__To do__
Reproduce every line of the material below without any changes.

--- START Given records ---

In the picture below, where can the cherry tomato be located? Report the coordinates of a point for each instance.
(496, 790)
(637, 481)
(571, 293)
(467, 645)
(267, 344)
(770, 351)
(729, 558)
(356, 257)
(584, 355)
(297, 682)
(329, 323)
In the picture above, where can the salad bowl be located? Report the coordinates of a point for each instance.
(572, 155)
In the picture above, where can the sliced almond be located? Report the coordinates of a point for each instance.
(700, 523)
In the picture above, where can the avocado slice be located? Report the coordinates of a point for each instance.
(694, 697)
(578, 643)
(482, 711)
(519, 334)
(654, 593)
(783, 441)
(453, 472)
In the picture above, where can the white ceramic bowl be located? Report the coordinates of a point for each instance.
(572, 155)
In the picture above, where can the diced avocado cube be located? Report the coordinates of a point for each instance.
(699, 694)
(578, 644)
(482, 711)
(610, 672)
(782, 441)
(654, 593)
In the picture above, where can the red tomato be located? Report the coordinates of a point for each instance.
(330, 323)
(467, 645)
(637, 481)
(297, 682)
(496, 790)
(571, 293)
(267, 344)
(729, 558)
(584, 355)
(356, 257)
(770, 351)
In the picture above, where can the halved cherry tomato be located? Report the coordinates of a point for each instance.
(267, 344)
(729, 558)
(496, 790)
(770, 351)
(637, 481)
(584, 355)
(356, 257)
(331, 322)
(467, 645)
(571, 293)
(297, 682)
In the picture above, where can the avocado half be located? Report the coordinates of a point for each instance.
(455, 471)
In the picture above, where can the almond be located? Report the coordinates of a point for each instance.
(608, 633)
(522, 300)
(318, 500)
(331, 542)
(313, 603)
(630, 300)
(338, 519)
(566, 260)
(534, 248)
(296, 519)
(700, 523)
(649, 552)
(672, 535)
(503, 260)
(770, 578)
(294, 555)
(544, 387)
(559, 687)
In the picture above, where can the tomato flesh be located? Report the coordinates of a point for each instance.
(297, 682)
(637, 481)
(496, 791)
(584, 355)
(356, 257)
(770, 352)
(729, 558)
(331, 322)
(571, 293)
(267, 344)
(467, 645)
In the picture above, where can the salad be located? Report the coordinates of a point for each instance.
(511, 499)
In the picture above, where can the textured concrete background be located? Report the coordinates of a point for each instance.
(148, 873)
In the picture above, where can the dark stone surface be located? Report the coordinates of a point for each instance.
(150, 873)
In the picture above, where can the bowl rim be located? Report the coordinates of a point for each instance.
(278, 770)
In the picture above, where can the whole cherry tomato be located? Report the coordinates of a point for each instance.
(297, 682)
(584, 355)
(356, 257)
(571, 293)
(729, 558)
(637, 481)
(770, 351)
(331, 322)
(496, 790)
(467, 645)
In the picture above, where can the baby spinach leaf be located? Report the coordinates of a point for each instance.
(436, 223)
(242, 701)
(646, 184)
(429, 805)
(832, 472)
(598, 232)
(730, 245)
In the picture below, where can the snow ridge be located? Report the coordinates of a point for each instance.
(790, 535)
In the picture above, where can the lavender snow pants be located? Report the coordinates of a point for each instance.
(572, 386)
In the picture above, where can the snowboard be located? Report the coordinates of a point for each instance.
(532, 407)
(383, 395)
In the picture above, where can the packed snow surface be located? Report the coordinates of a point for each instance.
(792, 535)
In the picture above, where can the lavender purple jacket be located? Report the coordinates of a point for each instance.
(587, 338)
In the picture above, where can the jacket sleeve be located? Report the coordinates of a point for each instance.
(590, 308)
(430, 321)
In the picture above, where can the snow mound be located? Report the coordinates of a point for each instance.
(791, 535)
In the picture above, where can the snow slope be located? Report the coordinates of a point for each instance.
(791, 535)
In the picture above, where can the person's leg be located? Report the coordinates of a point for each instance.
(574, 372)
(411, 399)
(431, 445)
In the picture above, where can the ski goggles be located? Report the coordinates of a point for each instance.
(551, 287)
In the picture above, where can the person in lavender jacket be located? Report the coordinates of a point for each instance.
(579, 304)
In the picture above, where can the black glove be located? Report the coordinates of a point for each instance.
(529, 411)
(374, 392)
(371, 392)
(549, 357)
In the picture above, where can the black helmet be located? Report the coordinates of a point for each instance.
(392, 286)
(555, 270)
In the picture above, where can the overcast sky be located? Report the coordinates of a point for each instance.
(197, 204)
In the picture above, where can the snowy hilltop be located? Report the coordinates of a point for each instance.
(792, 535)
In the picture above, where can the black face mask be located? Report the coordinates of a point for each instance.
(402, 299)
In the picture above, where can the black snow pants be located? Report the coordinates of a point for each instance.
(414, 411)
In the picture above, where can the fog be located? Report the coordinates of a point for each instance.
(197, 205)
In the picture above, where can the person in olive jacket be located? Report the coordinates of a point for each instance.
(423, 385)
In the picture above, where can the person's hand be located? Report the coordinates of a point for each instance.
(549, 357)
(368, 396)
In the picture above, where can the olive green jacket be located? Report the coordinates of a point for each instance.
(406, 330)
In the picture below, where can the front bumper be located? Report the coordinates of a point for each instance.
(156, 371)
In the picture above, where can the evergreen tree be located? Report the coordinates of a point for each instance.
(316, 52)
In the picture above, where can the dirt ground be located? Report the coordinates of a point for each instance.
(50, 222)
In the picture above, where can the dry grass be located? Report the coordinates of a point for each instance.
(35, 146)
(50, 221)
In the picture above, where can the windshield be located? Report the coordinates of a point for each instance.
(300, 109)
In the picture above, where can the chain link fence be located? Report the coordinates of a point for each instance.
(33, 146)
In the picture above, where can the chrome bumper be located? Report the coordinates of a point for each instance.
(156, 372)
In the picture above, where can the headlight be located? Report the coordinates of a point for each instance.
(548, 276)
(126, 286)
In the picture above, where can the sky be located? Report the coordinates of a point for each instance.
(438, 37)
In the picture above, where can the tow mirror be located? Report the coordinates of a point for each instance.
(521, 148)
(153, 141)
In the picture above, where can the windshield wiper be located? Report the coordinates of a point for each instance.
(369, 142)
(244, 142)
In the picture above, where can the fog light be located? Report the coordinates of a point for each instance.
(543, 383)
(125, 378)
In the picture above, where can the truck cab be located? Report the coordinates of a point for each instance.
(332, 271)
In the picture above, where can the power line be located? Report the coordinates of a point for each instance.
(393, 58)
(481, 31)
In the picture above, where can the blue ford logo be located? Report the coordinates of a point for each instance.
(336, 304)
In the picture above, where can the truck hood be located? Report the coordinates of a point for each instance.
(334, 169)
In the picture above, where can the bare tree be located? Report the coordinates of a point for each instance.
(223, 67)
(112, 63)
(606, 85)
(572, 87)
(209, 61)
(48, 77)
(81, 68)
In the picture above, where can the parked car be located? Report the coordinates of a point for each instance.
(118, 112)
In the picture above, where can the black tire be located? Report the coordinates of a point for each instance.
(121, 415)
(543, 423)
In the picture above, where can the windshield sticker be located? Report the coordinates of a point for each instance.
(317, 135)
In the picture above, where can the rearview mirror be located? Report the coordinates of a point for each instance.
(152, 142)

--- END Given records ---

__Result of the task__
In the picture below, where can the cherry tomato be located? Report the coordinates of a point for each instance.
(496, 790)
(637, 481)
(571, 293)
(467, 645)
(267, 344)
(770, 351)
(729, 558)
(356, 257)
(584, 355)
(297, 682)
(329, 323)
In the picture above, where can the salad bowl be located? Report the coordinates of a point for each instance.
(572, 155)
In the picture above, where can the sliced almond be located? Report the coordinates of a point for each instance.
(700, 523)
In the picture above, where can the avocado slice be located? Report the coordinates of a point for each instance.
(694, 697)
(578, 643)
(482, 711)
(519, 334)
(654, 593)
(783, 441)
(453, 472)
In the picture above, where can the white ceramic bowl be located? Report the coordinates of a point for each instance.
(572, 155)
In the picture above, where can the diced avocado cube be located? Report the coordinates of a point for each instance.
(699, 694)
(578, 644)
(482, 711)
(610, 672)
(782, 441)
(654, 593)
In the picture above, where can the red tomato be located? Report the coordinates of a point for each instance.
(330, 323)
(467, 645)
(637, 481)
(297, 682)
(496, 790)
(571, 293)
(267, 344)
(729, 558)
(584, 355)
(356, 257)
(770, 351)
In the picture above, where can the halved cherry tomato be located? Report the coordinates of a point for each instance.
(267, 344)
(729, 558)
(496, 790)
(770, 351)
(637, 481)
(584, 355)
(356, 257)
(331, 322)
(467, 645)
(571, 293)
(297, 682)
In the picture above, where can the avocado half be located? Report the coordinates of a point for each instance.
(455, 471)
In the picture above, where can the almond be located? Report the coordinates of a point for each instance.
(608, 633)
(522, 300)
(318, 500)
(331, 542)
(313, 603)
(630, 300)
(338, 519)
(566, 260)
(534, 248)
(296, 519)
(700, 523)
(649, 552)
(672, 535)
(503, 260)
(770, 578)
(294, 555)
(544, 387)
(559, 687)
In the picture above, where can the tomato flesh be located? Report the coordinates of a point for each instance.
(297, 682)
(637, 481)
(496, 791)
(584, 355)
(356, 257)
(770, 352)
(729, 558)
(331, 322)
(571, 293)
(267, 344)
(467, 645)
In the picture above, where can the salad be located? Report the coordinates of a point for each instance.
(511, 499)
In the picture above, where can the textured concrete background be located? Report the coordinates of a point for each instance.
(148, 873)
In the picture above, where can the dark stone surface be located? Report the coordinates of a point for each instance.
(150, 873)
In the picture above, where can the bowl rim be located? Report the coordinates of a point for each instance.
(278, 770)
In the picture above, where can the whole cherry tomato be located? Report the coordinates of a point for each instance.
(297, 682)
(584, 355)
(356, 257)
(571, 293)
(729, 558)
(637, 481)
(770, 351)
(331, 322)
(496, 790)
(467, 645)
In the picture above, where can the baby spinach leaf be located? Report the coordinates of a point for each instance.
(436, 223)
(242, 701)
(646, 184)
(429, 805)
(832, 472)
(598, 232)
(730, 245)
In the picture below, where can the snow ridge be located? Report the coordinates of a point for each instance.
(790, 535)
In the picture above, where can the lavender snow pants be located? Report the coordinates of a point for each instance.
(572, 386)
In the picture above, where can the snowboard be located? Report the coordinates of a point for each instance.
(532, 407)
(383, 395)
In the picture above, where can the packed snow surface be located? Report the coordinates of a point for each instance.
(792, 535)
In the picture above, where can the lavender purple jacket be located? Report the coordinates of a point for each instance.
(587, 338)
In the picture above, where can the jacket sleeve be located? Report the coordinates of a point for each instance.
(590, 308)
(430, 321)
In the picture above, where can the snow mound be located? Report the coordinates of a point for each instance.
(791, 535)
In the picture above, where can the snow slope be located? Report the coordinates of a point for each instance.
(791, 535)
In the picture above, where can the person's leg be located? Report the coordinates of a point for each instance.
(574, 372)
(411, 399)
(431, 445)
In the picture above, where can the ski goggles be located? Report the coordinates of a point for each instance.
(551, 287)
In the picture above, where can the person in lavender jacket be located? Report the coordinates of a point for each instance.
(579, 304)
In the picture above, where can the black glove be located? Report the coordinates of a point for each instance.
(529, 411)
(374, 392)
(371, 392)
(549, 357)
In the picture above, where can the black helmet be located? Report the coordinates of a point for each instance.
(392, 286)
(555, 270)
In the picture above, where can the overcast sky be located? Report the coordinates of a point for each instance.
(197, 204)
In the picture above, where can the snowy hilltop be located? Report the coordinates of a point for each instance.
(792, 535)
In the picture above, where can the black face mask be located? Report the coordinates of a point for each instance.
(402, 299)
In the picture above, where can the black snow pants be located? Report the coordinates of a point for each instance.
(414, 411)
In the picture above, where can the fog be located? Report the coordinates of a point for each instance.
(197, 205)
In the picture above, where can the person in olive jacket be located? Report the coordinates of a point for each instance.
(423, 385)
In the picture above, where can the person's hand be located? Report the coordinates of a point for each instance.
(549, 357)
(368, 396)
In the picture above, where can the olive green jacket be located? Report the coordinates of a point for each instance.
(406, 330)
In the picture below, where can the front bumper be located? Report the coordinates of a point for each instance.
(156, 371)
In the picture above, where can the evergreen tree be located? Report the coordinates of a point for each instance.
(316, 52)
In the picture above, where can the dirt ground be located? Report the coordinates of a point for each instance.
(50, 222)
In the picture above, where can the dry grass be located? Report the coordinates of a point for each instance.
(35, 146)
(50, 221)
In the picture above, where can the windshield be located? Report the coordinates of a point for each instance.
(300, 109)
In the picture above, where can the chain link fence be located? Report the coordinates of a point for each instance.
(33, 146)
In the picture above, where can the chrome bumper be located? Report the coordinates of a point for each instance.
(156, 372)
In the picture above, where can the headlight be located? Report the coordinates of a point for each instance.
(548, 276)
(126, 286)
In the picture above, where can the sky be located? Report the coordinates of a point for each instance.
(438, 37)
In the picture above, where can the tow mirror be located? Report the coordinates of a point for each instance.
(521, 148)
(153, 141)
In the picture above, where can the windshield wiper be located? Report the coordinates of a point for each instance.
(369, 142)
(244, 142)
In the picture above, where can the fog light be located? Report the coordinates of a point for each instance.
(543, 383)
(125, 378)
In the picture above, where can the truck cab be located? Report the coordinates of a point for each instance.
(332, 271)
In the picture above, where can the power line be located? Report the coordinates of a point for each instance.
(393, 58)
(481, 31)
In the picture above, where can the blue ford logo be located? Report the coordinates of a point for each instance.
(336, 304)
In the picture above, where can the truck hood be located? Report the coordinates of a point for each instance.
(334, 169)
In the picture above, where can the bare tree be located? Report the coordinates of a point for each instance.
(223, 67)
(112, 63)
(606, 85)
(572, 87)
(209, 61)
(48, 77)
(81, 68)
In the picture above, where can the parked car be located? Report the coordinates of a point for each instance.
(118, 112)
In the picture above, where can the black tire be located? Report the coordinates of a point for each instance.
(121, 415)
(543, 423)
In the picture above, where can the windshield sticker be located? Report the coordinates of a point for each instance.
(317, 135)
In the picture above, where can the rearview mirror be located? Report the coordinates of a point for each instance.
(152, 142)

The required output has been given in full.